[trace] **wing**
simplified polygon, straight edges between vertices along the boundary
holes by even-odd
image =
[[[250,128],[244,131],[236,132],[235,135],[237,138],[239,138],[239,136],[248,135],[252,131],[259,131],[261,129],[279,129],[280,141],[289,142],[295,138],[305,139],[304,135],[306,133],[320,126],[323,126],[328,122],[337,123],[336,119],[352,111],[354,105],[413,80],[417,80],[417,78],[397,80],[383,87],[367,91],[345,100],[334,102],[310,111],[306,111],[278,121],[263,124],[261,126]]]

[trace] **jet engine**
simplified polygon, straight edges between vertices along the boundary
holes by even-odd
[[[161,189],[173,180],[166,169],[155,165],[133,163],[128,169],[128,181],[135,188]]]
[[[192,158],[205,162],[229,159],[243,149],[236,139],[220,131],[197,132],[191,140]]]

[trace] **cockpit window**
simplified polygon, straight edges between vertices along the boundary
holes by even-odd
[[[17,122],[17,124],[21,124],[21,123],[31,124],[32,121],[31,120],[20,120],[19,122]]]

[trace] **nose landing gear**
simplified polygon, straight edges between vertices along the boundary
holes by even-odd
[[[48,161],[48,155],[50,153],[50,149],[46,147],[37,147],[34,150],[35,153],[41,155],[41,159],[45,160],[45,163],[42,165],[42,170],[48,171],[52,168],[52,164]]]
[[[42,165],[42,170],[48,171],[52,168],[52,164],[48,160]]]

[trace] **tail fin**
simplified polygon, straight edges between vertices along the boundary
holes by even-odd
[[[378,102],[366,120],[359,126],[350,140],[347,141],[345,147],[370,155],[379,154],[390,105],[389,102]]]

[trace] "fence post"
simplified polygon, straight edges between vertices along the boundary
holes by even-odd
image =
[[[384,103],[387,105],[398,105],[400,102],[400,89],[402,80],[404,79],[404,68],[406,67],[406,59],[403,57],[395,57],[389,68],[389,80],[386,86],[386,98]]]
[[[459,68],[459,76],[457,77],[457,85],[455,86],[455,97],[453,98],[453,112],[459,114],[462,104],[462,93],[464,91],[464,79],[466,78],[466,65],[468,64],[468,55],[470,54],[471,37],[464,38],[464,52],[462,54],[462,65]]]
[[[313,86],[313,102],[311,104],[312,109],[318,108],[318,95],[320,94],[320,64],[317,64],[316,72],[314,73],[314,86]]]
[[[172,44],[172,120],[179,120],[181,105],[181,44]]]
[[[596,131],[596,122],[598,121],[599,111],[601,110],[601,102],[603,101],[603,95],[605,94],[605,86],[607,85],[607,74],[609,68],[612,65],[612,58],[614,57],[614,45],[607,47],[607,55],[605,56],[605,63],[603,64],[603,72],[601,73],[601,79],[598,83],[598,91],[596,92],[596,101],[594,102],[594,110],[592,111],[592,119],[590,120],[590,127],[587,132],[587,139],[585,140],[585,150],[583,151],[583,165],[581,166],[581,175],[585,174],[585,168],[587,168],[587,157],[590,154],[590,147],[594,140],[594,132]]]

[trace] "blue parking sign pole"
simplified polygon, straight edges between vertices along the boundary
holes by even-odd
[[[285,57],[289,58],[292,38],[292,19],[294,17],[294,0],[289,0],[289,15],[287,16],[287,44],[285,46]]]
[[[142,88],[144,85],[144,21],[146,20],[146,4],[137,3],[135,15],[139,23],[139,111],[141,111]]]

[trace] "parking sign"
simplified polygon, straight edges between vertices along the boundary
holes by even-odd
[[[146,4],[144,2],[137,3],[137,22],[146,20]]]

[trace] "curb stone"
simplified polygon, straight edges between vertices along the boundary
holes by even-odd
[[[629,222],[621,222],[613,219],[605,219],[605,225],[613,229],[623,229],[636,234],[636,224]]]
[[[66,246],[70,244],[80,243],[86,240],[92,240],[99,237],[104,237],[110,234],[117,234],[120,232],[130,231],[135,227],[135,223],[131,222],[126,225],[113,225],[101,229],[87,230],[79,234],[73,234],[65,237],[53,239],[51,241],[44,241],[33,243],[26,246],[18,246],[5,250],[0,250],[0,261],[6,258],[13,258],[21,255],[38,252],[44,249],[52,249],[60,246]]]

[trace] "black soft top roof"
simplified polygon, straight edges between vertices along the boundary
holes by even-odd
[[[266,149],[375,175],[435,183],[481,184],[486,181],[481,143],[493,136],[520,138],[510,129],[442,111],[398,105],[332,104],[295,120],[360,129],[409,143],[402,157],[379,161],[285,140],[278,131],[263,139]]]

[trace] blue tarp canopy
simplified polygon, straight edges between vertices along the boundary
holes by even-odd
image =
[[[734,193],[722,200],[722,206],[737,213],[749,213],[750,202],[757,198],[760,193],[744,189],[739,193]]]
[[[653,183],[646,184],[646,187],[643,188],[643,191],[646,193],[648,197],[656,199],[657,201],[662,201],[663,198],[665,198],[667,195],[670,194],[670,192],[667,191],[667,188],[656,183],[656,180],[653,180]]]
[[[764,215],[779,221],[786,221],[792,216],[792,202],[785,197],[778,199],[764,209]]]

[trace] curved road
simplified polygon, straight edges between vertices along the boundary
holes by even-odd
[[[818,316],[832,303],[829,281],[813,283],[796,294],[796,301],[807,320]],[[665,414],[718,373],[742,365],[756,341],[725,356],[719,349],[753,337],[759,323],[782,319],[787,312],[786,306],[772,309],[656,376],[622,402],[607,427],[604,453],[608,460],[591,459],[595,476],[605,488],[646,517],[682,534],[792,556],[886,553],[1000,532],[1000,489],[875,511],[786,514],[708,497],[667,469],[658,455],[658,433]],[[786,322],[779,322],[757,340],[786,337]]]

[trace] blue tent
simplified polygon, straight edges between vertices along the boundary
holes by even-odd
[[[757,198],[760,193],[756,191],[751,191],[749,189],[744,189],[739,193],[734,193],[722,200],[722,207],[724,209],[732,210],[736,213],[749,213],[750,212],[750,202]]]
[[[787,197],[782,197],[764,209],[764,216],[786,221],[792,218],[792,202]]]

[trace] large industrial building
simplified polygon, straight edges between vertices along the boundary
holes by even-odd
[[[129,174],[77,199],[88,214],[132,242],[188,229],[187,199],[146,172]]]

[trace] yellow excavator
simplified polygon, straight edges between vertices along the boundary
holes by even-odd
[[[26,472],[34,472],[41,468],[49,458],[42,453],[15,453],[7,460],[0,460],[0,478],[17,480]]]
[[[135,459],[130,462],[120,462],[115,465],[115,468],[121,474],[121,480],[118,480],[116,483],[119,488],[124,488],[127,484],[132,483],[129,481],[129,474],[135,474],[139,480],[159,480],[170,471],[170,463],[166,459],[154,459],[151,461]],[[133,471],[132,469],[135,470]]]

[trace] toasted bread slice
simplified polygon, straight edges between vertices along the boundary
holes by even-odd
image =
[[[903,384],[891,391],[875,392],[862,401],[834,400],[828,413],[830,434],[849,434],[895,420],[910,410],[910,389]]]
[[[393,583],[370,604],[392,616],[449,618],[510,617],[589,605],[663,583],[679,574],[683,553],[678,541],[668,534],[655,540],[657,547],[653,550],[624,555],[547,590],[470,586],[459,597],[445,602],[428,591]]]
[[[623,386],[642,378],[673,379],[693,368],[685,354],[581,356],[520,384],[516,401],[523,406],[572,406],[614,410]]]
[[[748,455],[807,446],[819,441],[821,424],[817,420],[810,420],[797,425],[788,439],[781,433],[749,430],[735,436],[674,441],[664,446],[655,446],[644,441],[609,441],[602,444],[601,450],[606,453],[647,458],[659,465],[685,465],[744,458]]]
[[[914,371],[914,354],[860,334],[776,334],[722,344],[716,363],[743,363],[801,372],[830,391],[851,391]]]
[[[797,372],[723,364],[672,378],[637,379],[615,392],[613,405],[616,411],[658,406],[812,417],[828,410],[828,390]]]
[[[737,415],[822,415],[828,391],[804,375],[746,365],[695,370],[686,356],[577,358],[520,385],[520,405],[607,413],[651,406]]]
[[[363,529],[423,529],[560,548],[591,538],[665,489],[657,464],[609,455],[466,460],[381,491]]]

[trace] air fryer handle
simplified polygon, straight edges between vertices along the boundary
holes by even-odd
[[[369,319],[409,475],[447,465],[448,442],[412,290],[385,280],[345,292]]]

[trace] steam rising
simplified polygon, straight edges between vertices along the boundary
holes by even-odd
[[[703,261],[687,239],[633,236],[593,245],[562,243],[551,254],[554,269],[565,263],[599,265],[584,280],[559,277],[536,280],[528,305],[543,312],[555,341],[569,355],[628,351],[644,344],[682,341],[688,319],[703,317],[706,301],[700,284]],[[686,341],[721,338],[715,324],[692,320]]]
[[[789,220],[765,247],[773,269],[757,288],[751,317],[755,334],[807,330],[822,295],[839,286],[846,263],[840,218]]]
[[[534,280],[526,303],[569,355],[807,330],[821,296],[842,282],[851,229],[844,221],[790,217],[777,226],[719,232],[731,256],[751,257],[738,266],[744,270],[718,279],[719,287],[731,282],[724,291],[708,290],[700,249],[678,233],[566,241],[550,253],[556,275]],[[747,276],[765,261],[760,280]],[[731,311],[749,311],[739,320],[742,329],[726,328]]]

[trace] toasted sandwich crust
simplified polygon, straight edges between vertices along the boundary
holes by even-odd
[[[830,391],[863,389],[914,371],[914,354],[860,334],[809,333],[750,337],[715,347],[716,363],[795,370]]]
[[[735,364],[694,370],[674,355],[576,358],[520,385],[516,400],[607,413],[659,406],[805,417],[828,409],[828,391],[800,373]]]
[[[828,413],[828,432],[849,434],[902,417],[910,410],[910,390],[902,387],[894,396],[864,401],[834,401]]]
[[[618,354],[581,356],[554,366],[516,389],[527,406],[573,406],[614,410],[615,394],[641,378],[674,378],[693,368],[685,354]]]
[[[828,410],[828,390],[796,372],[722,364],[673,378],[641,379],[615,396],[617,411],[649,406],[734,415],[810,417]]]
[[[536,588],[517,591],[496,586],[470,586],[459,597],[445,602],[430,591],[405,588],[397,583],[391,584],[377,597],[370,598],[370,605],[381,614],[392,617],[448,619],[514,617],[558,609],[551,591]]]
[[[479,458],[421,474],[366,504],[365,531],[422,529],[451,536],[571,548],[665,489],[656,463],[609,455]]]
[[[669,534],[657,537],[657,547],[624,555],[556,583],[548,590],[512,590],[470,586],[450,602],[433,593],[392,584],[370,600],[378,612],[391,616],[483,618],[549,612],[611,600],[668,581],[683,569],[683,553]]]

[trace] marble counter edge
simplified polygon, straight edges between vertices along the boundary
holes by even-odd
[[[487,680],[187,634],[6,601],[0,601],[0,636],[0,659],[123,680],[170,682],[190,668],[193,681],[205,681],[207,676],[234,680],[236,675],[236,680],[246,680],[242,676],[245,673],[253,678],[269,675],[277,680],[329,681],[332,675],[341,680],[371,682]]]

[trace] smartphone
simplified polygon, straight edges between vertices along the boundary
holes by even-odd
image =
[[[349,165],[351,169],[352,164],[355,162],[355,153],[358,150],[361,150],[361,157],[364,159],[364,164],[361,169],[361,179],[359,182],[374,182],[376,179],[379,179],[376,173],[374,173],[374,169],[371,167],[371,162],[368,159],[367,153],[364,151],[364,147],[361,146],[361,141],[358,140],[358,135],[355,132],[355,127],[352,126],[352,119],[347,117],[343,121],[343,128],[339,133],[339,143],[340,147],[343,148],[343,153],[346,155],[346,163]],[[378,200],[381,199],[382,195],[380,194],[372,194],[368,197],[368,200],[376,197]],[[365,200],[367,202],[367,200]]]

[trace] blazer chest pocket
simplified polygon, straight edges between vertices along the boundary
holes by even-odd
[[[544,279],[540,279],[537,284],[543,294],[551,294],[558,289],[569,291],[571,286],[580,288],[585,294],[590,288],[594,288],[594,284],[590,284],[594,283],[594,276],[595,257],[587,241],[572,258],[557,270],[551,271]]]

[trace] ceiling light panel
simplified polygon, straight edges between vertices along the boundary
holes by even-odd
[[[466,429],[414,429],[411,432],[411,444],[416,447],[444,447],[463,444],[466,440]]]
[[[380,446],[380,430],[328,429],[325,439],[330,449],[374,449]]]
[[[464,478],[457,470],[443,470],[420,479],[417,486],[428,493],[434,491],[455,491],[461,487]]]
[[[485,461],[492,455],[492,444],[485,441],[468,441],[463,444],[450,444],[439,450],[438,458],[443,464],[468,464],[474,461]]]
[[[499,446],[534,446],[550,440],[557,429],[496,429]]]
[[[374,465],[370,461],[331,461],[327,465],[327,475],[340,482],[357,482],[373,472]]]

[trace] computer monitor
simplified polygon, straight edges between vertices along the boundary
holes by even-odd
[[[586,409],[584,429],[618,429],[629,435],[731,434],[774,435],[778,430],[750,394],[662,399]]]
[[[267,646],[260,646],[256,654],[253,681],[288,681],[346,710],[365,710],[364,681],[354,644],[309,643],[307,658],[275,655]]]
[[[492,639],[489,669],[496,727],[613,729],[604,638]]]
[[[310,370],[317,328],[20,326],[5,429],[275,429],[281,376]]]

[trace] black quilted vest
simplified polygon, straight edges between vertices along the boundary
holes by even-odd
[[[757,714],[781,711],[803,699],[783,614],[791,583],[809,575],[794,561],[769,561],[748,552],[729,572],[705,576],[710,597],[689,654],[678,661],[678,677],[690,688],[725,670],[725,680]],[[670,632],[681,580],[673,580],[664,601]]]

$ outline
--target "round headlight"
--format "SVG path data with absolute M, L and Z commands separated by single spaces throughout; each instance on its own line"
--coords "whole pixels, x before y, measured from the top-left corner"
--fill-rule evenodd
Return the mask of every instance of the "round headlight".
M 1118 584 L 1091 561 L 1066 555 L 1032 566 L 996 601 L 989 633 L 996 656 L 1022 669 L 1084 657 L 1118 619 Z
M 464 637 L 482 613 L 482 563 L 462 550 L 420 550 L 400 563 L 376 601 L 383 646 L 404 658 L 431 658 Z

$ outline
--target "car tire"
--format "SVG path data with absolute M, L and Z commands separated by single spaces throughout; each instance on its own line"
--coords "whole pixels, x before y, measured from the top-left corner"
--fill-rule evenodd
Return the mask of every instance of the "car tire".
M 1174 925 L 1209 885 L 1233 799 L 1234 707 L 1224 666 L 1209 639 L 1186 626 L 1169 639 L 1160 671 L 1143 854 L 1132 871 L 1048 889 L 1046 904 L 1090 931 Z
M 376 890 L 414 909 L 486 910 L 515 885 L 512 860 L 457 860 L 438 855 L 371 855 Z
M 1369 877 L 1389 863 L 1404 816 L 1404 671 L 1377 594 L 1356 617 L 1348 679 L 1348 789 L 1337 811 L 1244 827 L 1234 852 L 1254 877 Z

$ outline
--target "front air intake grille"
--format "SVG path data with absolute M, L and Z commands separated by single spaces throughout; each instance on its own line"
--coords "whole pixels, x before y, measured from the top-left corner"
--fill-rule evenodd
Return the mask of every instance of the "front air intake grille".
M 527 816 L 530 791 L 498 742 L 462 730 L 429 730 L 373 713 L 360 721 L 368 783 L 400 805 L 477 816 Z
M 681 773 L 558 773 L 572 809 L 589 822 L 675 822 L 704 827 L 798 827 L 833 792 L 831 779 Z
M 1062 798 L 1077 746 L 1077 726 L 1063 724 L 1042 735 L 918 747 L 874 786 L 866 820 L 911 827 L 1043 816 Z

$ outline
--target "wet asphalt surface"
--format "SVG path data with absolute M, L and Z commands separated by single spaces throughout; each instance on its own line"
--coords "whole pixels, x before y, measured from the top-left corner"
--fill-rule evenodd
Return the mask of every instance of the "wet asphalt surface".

################

_WHAT YOU NEED TO DO_: Only the lines that contain the string "surface" should be copied from the entries above.

_EXERCISE ANSWER_:
--target "wet asphalt surface"
Return the mask of every instance of the "wet asphalt surface".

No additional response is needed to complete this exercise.